# Assigned task
From the line containing "sky in the photo above." to the final line of the entries, every line is to be reproduced exactly; no other line belongs in the output.

# Dataset extract
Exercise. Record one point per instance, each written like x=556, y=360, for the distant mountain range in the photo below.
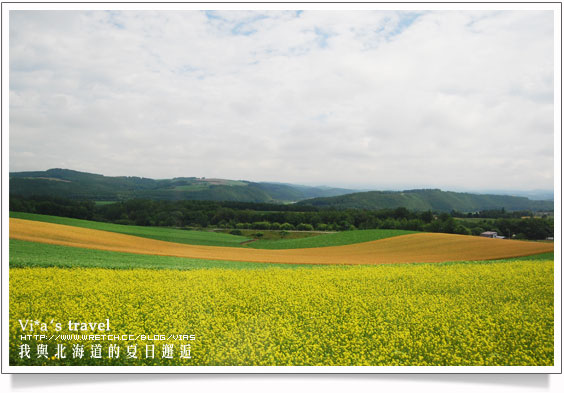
x=430, y=199
x=81, y=185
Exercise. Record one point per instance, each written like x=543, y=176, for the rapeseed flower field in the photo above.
x=490, y=313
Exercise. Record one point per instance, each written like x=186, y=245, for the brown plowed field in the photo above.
x=421, y=247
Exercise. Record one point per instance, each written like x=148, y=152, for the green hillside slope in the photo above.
x=435, y=200
x=80, y=185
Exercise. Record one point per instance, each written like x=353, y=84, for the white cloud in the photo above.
x=383, y=99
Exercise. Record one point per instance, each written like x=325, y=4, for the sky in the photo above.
x=457, y=100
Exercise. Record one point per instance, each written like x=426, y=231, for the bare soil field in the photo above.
x=420, y=247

# Exercise solution
Exercise. Record one point per instance, each written like x=325, y=4, for the sky in the photo above.
x=457, y=100
Exercise. Record one point per instance, each written like x=426, y=231, for the bare soil field in the photo above.
x=420, y=247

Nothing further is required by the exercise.